- **AIM A**
Could you echo back, word for word, the records from the line containing "Target: sulky wheel" through the end of the records, with both the first and last lines included?

- **SELECTION**
##########

Question

link

There are N gas stations along a circular route, where the amount of gas at station i is gas[i].

You have a car with an unlimited gas tank and it costs cost[i] of gas to travel from station i to its next station (i+1). You begin the journey with an empty tank at one of the gas stations.

Return the starting gas station's index if you can travel around the circuit once, otherwise return -1.

Note:
The solution is guaranteed to be unique.

Stats

Adjusted Difficulty 4
Time to use --------

Ratings/Color = 1(white) 2(lime) 3(yellow) 4/5(red)

Analysis

This is a tough question, which requires a lot of math-related thinking.

My solution is IMHO very simple and easy. I first do a cumulation of gas from beginning to the end, and find the lowest cumulative value of the gas tank (of course can be negative). That point is where I start the journey, which is to say, I will validate the path from that point, and then return the result.

##########

Records excerpted from a collection:
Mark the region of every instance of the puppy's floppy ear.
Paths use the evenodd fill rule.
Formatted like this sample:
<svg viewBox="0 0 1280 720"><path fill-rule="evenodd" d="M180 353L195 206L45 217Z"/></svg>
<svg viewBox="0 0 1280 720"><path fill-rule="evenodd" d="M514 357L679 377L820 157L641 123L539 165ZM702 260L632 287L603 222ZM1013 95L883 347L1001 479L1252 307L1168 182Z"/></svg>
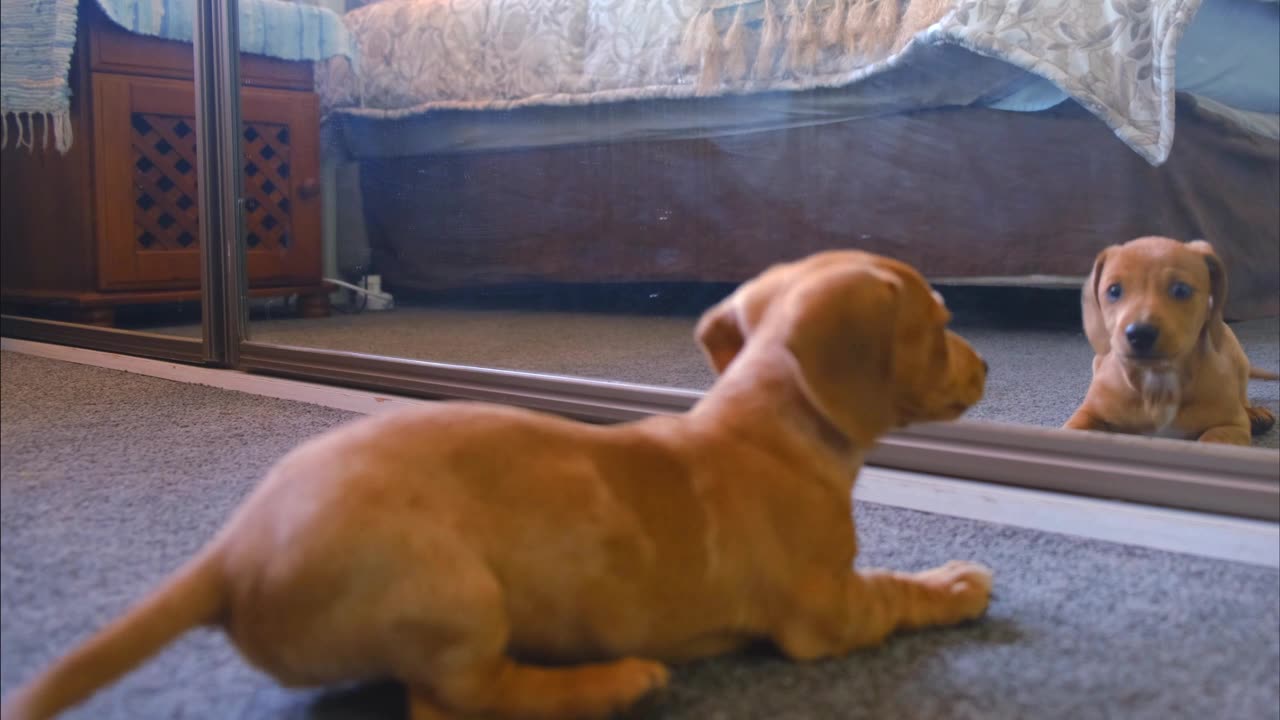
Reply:
<svg viewBox="0 0 1280 720"><path fill-rule="evenodd" d="M1102 319L1102 305L1098 299L1098 283L1102 282L1102 268L1107 261L1107 255L1115 250L1116 246L1102 249L1098 256L1093 259L1093 269L1089 270L1088 279L1084 281L1084 287L1080 288L1080 313L1084 315L1084 336L1089 338L1089 345L1093 346L1093 352L1097 355L1106 355L1111 352L1111 337L1107 333L1106 320Z"/></svg>
<svg viewBox="0 0 1280 720"><path fill-rule="evenodd" d="M797 287L783 314L803 392L863 446L896 423L893 343L902 279L873 266L824 273Z"/></svg>
<svg viewBox="0 0 1280 720"><path fill-rule="evenodd" d="M1187 243L1187 249L1203 255L1204 264L1208 265L1210 306L1201 334L1208 334L1213 347L1222 347L1222 333L1226 331L1226 322L1222 318L1226 307L1226 266L1222 265L1222 259L1217 256L1217 251L1207 241L1193 240Z"/></svg>
<svg viewBox="0 0 1280 720"><path fill-rule="evenodd" d="M723 374L724 368L737 357L746 342L741 318L737 311L737 295L731 295L703 313L694 331L698 345L703 347L707 361L716 374Z"/></svg>

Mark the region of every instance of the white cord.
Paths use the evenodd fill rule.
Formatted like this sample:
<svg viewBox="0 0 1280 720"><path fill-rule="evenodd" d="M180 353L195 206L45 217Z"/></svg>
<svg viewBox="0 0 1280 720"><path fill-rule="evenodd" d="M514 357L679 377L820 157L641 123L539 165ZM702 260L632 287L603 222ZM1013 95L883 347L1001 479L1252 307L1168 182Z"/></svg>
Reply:
<svg viewBox="0 0 1280 720"><path fill-rule="evenodd" d="M358 284L352 284L346 281L339 281L337 278L325 278L324 282L333 283L338 287L344 287L352 292L358 292L360 295L367 296L370 300L376 300L383 307L392 307L394 299L388 292L378 292L369 288L360 287Z"/></svg>

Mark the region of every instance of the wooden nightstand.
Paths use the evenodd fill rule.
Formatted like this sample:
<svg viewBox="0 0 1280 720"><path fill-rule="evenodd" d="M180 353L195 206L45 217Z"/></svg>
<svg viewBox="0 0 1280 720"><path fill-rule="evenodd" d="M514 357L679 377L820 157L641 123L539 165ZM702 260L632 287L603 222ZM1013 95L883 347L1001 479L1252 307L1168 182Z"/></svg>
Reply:
<svg viewBox="0 0 1280 720"><path fill-rule="evenodd" d="M3 154L0 295L110 325L122 305L200 299L192 53L81 8L70 151ZM311 64L242 55L241 81L250 295L328 315Z"/></svg>

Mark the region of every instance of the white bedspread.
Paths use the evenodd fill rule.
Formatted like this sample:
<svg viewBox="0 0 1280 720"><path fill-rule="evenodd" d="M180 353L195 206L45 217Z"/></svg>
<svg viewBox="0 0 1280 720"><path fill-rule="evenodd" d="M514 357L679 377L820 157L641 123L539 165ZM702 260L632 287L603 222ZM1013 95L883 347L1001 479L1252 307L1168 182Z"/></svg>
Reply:
<svg viewBox="0 0 1280 720"><path fill-rule="evenodd" d="M840 87L960 45L1048 78L1153 164L1199 0L385 0L348 13L329 111L403 118Z"/></svg>

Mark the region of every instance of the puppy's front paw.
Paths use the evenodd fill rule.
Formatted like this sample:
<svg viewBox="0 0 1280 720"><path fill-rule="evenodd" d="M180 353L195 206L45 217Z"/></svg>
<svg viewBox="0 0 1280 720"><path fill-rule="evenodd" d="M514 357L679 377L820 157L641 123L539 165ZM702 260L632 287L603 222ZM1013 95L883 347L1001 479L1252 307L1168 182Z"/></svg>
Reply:
<svg viewBox="0 0 1280 720"><path fill-rule="evenodd" d="M616 705L613 710L623 710L646 694L666 688L671 682L671 671L662 662L627 657L612 665L612 679L616 683Z"/></svg>
<svg viewBox="0 0 1280 720"><path fill-rule="evenodd" d="M991 602L991 568L978 562L952 560L919 573L916 578L940 592L952 612L951 620L956 623L980 618Z"/></svg>
<svg viewBox="0 0 1280 720"><path fill-rule="evenodd" d="M1254 436L1261 436L1276 424L1275 414L1261 405L1249 406L1245 413L1249 414L1249 433Z"/></svg>

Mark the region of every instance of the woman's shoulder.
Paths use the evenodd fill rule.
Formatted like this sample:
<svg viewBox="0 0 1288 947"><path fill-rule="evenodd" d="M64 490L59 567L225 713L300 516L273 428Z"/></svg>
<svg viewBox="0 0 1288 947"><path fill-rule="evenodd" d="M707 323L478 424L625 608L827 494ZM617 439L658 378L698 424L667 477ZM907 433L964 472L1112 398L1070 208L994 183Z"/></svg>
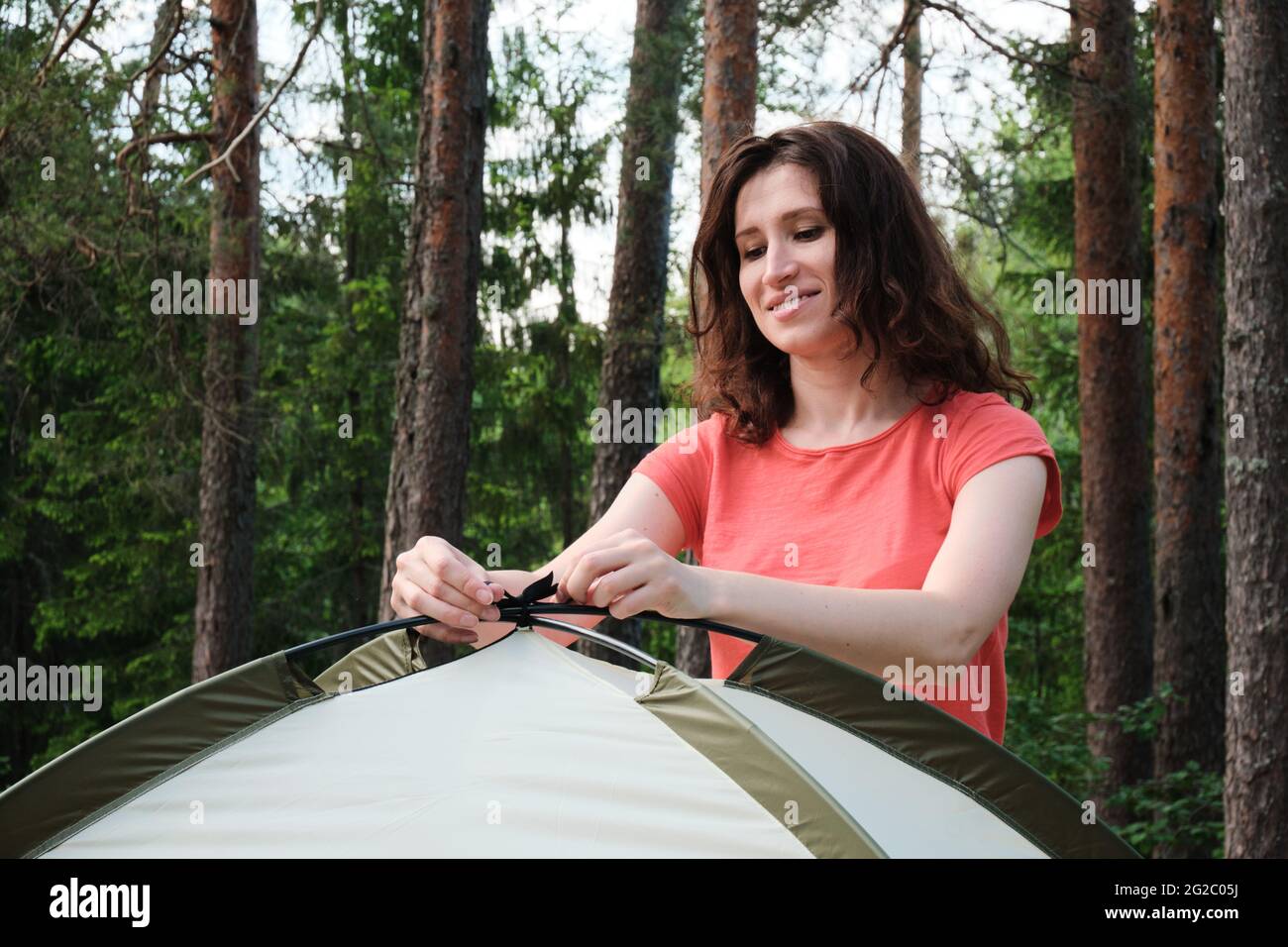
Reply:
<svg viewBox="0 0 1288 947"><path fill-rule="evenodd" d="M1042 428L1033 415L997 392L958 390L939 405L926 406L925 410L931 415L940 414L949 424L970 430L988 432L1005 428L1042 434Z"/></svg>

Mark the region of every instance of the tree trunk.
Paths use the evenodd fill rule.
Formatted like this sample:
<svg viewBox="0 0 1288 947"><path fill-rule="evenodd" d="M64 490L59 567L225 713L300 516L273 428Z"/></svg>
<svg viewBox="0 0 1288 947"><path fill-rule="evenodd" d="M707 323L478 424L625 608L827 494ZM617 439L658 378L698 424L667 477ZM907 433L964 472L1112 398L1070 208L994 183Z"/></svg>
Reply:
<svg viewBox="0 0 1288 947"><path fill-rule="evenodd" d="M702 195L725 149L756 129L756 0L706 0Z"/></svg>
<svg viewBox="0 0 1288 947"><path fill-rule="evenodd" d="M756 130L755 0L707 0L702 55L702 202L711 189L720 156L744 134ZM699 286L699 299L706 294ZM701 301L699 301L701 308ZM693 350L697 370L697 348ZM684 563L694 564L693 550ZM711 636L706 629L680 625L675 636L675 666L693 678L711 676Z"/></svg>
<svg viewBox="0 0 1288 947"><path fill-rule="evenodd" d="M635 49L617 197L617 246L599 381L599 403L609 411L613 401L621 401L623 410L641 412L661 403L671 177L680 125L680 73L687 45L692 41L688 1L639 0L635 8ZM617 439L595 446L590 487L592 523L612 506L631 470L653 447L616 443ZM600 629L639 647L639 621L618 622L609 617ZM576 647L594 657L634 666L634 661L590 639L578 640Z"/></svg>
<svg viewBox="0 0 1288 947"><path fill-rule="evenodd" d="M1154 692L1175 694L1154 738L1162 778L1225 759L1212 0L1159 0L1154 82Z"/></svg>
<svg viewBox="0 0 1288 947"><path fill-rule="evenodd" d="M258 104L255 0L213 0L210 24L211 151L223 155ZM209 278L256 285L258 299L259 129L214 167L211 184ZM231 301L240 295L234 292ZM243 664L251 653L259 321L256 313L242 325L236 304L225 304L224 314L216 314L210 296L201 419L200 541L205 564L197 569L194 682Z"/></svg>
<svg viewBox="0 0 1288 947"><path fill-rule="evenodd" d="M1288 857L1288 32L1225 0L1225 854ZM1238 416L1235 419L1235 416ZM1242 430L1238 429L1242 425Z"/></svg>
<svg viewBox="0 0 1288 947"><path fill-rule="evenodd" d="M426 535L460 545L465 524L489 13L491 0L425 0L416 197L385 499L383 621L393 617L398 554ZM450 646L429 638L421 651L430 665L452 655Z"/></svg>
<svg viewBox="0 0 1288 947"><path fill-rule="evenodd" d="M908 175L921 187L921 82L925 63L921 58L921 3L903 0L908 30L903 35L903 147L899 158Z"/></svg>
<svg viewBox="0 0 1288 947"><path fill-rule="evenodd" d="M1074 267L1084 287L1141 276L1132 17L1131 0L1073 4ZM1083 568L1086 700L1109 714L1150 688L1149 384L1144 321L1095 311L1077 316L1083 541L1095 562ZM1105 800L1150 776L1149 745L1103 720L1088 740L1109 764L1099 816L1118 822L1124 813Z"/></svg>

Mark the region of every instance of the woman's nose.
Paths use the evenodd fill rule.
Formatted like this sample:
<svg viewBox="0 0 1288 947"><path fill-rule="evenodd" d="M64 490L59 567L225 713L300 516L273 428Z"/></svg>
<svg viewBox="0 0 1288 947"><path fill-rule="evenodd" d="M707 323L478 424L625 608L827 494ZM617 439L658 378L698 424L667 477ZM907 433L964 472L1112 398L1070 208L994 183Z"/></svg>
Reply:
<svg viewBox="0 0 1288 947"><path fill-rule="evenodd" d="M790 244L770 242L765 247L765 283L778 286L800 272Z"/></svg>

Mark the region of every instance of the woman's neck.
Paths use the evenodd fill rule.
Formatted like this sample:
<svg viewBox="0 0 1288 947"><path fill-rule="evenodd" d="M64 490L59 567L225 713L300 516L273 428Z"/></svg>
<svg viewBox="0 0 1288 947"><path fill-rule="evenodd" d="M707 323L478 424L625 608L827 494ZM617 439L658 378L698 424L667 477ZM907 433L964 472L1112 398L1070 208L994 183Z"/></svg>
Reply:
<svg viewBox="0 0 1288 947"><path fill-rule="evenodd" d="M868 380L860 378L872 363L866 353L819 365L791 359L795 410L782 428L797 447L831 447L876 437L918 403L918 387L909 387L889 362L878 365Z"/></svg>

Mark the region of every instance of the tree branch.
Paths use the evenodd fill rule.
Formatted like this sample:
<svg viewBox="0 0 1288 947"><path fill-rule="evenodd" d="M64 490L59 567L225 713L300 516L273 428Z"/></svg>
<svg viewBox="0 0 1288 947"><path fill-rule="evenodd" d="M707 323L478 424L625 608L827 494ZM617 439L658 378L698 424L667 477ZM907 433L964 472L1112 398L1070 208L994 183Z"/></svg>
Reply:
<svg viewBox="0 0 1288 947"><path fill-rule="evenodd" d="M304 62L304 54L309 52L309 45L312 45L313 37L318 35L318 30L321 28L322 28L322 0L318 0L317 12L313 17L313 26L309 27L309 35L304 40L304 45L300 46L300 53L299 55L295 57L295 64L291 66L291 71L286 73L286 77L281 82L278 82L277 88L273 90L272 97L268 99L268 102L264 103L264 107L260 108L258 112L255 112L255 115L251 116L251 120L246 122L246 128L243 128L241 131L237 133L237 137L232 140L232 143L228 146L224 153L213 161L207 161L196 171L184 178L183 179L184 184L191 184L193 180L200 178L210 169L228 161L229 156L237 149L237 146L246 139L246 135L249 135L254 130L254 128L260 122L260 120L268 113L268 110L273 107L273 103L277 102L277 97L282 94L282 90L291 84L292 79L295 79L295 73L300 71L300 64ZM229 165L229 167L232 167L232 165Z"/></svg>

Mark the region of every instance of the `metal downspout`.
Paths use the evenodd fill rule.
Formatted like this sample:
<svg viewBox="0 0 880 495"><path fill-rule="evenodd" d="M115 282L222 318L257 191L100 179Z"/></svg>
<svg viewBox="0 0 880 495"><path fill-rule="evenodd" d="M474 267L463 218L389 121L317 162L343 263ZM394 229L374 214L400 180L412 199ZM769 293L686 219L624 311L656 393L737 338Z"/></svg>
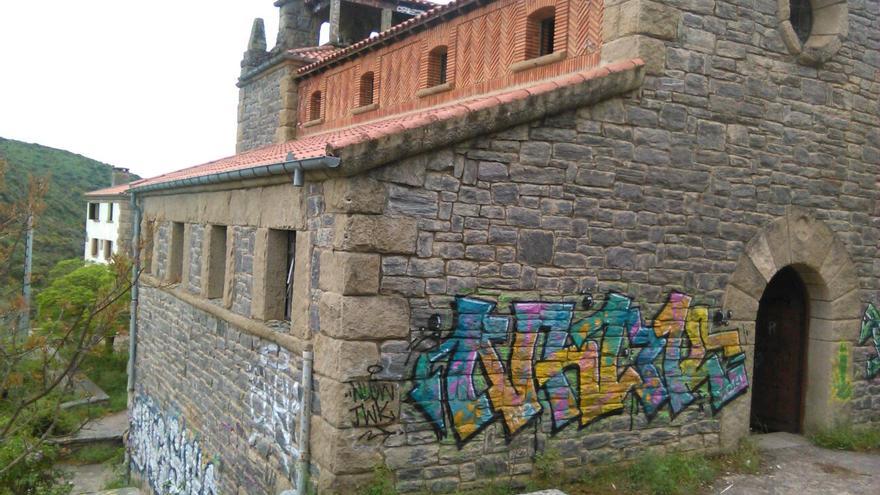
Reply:
<svg viewBox="0 0 880 495"><path fill-rule="evenodd" d="M299 421L299 471L296 477L296 495L306 495L309 477L309 432L312 423L312 351L303 351L303 399Z"/></svg>
<svg viewBox="0 0 880 495"><path fill-rule="evenodd" d="M137 356L137 307L138 307L138 272L140 271L140 237L141 211L137 206L137 196L131 191L132 234L131 234L131 307L128 321L128 410L134 406L134 361ZM128 438L125 438L125 474L131 479L131 451L128 449Z"/></svg>
<svg viewBox="0 0 880 495"><path fill-rule="evenodd" d="M131 192L132 235L131 235L131 309L128 322L128 405L132 406L134 393L134 362L137 356L137 308L138 274L140 272L141 211L137 205L137 195Z"/></svg>

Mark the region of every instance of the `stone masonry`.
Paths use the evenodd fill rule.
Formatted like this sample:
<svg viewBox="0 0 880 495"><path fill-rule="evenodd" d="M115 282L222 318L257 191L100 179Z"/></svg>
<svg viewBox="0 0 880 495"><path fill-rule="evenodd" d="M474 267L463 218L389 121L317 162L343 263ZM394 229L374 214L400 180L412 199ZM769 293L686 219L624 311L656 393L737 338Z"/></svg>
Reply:
<svg viewBox="0 0 880 495"><path fill-rule="evenodd" d="M848 5L847 40L815 67L776 0L606 2L603 60L644 58L636 91L301 189L147 196L144 417L199 439L204 493L293 486L306 441L322 494L376 466L443 492L521 481L542 452L577 469L718 451L748 432L758 301L792 266L810 298L804 428L880 421L859 342L880 303L880 4ZM171 222L190 233L187 287L207 283L197 232L229 226L228 304L160 283ZM266 229L297 231L289 327L254 310L284 270ZM156 490L170 440L136 431Z"/></svg>

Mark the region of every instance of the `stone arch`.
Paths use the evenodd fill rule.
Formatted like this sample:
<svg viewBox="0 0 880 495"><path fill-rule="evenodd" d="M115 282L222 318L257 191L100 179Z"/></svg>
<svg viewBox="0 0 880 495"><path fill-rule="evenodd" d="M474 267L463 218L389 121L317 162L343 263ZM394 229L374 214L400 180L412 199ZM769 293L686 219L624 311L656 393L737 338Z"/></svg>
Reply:
<svg viewBox="0 0 880 495"><path fill-rule="evenodd" d="M724 294L724 310L732 312L746 351L746 369L754 369L755 320L767 284L779 270L794 268L807 287L806 391L804 431L830 426L846 414L848 397L840 384L852 381L852 346L858 339L861 293L858 273L844 243L809 210L789 207L785 215L746 244ZM840 358L846 363L841 368ZM843 376L841 369L845 370ZM725 408L721 417L722 446L732 447L748 434L751 392Z"/></svg>

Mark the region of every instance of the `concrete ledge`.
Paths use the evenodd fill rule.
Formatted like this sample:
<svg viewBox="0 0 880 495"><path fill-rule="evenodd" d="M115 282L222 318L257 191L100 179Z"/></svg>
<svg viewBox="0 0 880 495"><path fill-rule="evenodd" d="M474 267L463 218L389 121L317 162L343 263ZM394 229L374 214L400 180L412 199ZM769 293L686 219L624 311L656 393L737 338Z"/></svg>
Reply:
<svg viewBox="0 0 880 495"><path fill-rule="evenodd" d="M524 70L533 69L535 67L550 65L554 62L564 60L566 54L567 52L565 50L559 50L558 52L548 53L547 55L543 55L541 57L530 58L521 62L514 62L510 64L510 72L522 72Z"/></svg>
<svg viewBox="0 0 880 495"><path fill-rule="evenodd" d="M438 93L449 91L454 87L455 85L452 83L438 84L436 86L431 86L430 88L424 88L416 91L416 96L419 98L424 98L426 96L436 95Z"/></svg>
<svg viewBox="0 0 880 495"><path fill-rule="evenodd" d="M529 90L506 88L498 93L495 102L471 106L463 102L450 107L448 118L426 121L424 125L363 142L338 146L330 143L327 152L345 164L336 173L358 175L404 157L628 93L639 88L644 78L642 60L615 62L589 72L550 79ZM572 79L578 81L572 84ZM492 98L492 95L484 98Z"/></svg>

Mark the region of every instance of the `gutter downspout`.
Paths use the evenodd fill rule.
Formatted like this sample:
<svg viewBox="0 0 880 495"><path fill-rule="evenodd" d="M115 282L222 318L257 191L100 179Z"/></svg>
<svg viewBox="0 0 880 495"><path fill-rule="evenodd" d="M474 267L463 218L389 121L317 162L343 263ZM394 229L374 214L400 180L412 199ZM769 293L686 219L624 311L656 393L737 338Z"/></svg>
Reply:
<svg viewBox="0 0 880 495"><path fill-rule="evenodd" d="M303 351L303 399L299 421L299 465L296 477L296 495L306 495L309 477L309 432L312 423L312 351Z"/></svg>
<svg viewBox="0 0 880 495"><path fill-rule="evenodd" d="M128 410L134 406L134 373L135 358L137 357L137 309L138 309L138 276L140 273L140 237L141 237L141 211L138 209L137 196L134 191L131 194L132 211L132 234L131 234L131 308L129 309L128 322ZM126 442L127 443L127 442ZM127 447L127 445L126 445ZM131 479L131 452L125 449L126 477Z"/></svg>

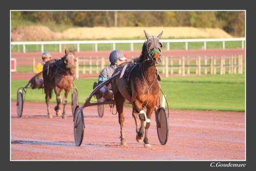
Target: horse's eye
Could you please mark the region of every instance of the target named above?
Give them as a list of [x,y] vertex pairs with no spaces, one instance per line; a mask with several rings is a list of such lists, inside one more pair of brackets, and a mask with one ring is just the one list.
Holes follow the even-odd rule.
[[161,42],[159,42],[159,44],[160,47],[162,48],[163,47],[163,44],[162,44]]

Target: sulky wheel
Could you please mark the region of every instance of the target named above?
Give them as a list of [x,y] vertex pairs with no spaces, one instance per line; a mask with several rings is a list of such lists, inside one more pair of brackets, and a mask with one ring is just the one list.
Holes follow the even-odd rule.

##########

- **AIM B**
How would you render this sentence from the gas station problem in Spanish: "You begin the journey with an empty tank at one of the gas stations."

- **CORRECT OUTPUT A**
Target: sulky wheel
Could you please mark the region of every instance of the target named above?
Give them as a list of [x,y] vertex pairs with no spaces, one instance per line; a mask with several rings is a list of such lists, inside one more pair of brackets, and a mask with one ring is just the one list.
Holes follow the even-odd rule.

- **CORRECT OUTPUT B**
Comienzas el viaje con el tanque vacío en una de las gasolineras.